### TASK:
If a line in the entries below contains the word "mark", it counts; report how many such lines there are, and only that number.

Referring expression pointing data:
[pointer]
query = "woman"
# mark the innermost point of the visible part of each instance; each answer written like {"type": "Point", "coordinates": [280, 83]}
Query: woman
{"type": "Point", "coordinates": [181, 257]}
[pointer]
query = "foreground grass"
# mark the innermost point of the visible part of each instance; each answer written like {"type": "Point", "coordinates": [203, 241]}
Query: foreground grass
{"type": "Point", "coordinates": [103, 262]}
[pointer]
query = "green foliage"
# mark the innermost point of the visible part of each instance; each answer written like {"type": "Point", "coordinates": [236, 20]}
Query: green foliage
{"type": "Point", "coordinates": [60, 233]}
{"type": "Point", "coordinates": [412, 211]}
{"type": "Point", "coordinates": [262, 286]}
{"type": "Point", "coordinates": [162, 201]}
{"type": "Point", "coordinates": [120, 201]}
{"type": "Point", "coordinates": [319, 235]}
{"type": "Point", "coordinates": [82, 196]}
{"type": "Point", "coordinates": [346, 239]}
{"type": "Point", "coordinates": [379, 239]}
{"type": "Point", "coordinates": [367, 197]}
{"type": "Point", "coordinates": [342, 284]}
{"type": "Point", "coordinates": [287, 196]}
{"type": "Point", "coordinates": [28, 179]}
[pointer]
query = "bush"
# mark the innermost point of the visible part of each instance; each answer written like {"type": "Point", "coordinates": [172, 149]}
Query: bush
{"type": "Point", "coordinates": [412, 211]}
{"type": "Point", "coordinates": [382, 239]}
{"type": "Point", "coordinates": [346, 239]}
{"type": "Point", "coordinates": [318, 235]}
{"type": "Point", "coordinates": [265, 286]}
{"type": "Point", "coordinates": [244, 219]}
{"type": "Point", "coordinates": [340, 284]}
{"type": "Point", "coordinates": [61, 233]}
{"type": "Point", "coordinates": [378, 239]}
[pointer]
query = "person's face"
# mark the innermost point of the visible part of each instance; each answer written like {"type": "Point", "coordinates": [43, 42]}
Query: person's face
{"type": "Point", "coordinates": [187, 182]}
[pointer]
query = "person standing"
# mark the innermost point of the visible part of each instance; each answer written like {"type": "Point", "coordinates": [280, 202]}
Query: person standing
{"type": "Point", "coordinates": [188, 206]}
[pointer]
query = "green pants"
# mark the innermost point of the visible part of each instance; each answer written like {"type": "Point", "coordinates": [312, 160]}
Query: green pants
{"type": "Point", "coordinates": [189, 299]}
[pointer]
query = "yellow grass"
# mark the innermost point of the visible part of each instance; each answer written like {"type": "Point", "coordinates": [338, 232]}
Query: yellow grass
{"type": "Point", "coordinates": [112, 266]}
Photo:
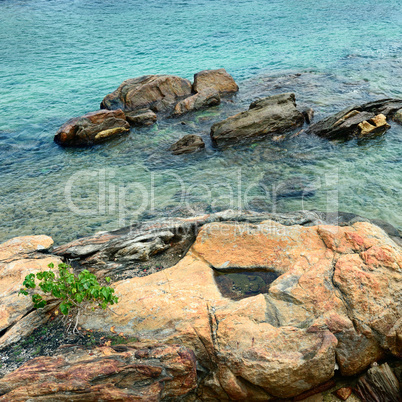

### ANSWER SPACE:
8